[START OF Material]
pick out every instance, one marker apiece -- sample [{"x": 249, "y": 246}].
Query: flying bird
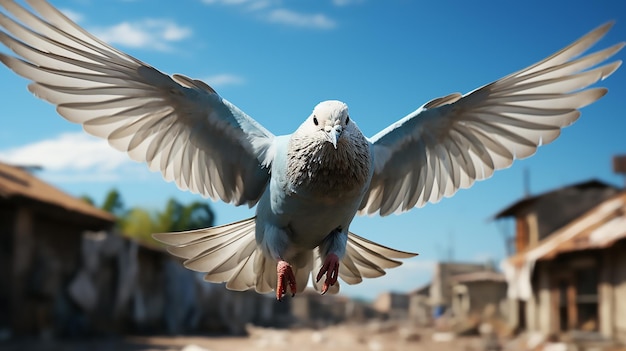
[{"x": 307, "y": 186}]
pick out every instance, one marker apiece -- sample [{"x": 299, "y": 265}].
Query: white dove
[{"x": 307, "y": 186}]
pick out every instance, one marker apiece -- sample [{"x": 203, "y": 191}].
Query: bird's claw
[
  {"x": 285, "y": 277},
  {"x": 331, "y": 269}
]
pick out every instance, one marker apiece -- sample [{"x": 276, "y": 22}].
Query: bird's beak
[{"x": 333, "y": 134}]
[END OF Material]
■ What to do:
Pictures are excluded; copy all other data exactly as shown.

■ Task answer:
pick out every instance, one marker apiece -- sample [{"x": 249, "y": 246}].
Query: flying bird
[{"x": 307, "y": 186}]
pick out every instance, one marker apiece -- sample [{"x": 299, "y": 265}].
Query: white dove
[{"x": 307, "y": 186}]
pick out every instance, one marker apiece -- sample [{"x": 203, "y": 191}].
Query: bird's claw
[
  {"x": 285, "y": 277},
  {"x": 331, "y": 269}
]
pick out every instance, one marker apiece -- sample [{"x": 276, "y": 22}].
Query: bird's beak
[{"x": 333, "y": 134}]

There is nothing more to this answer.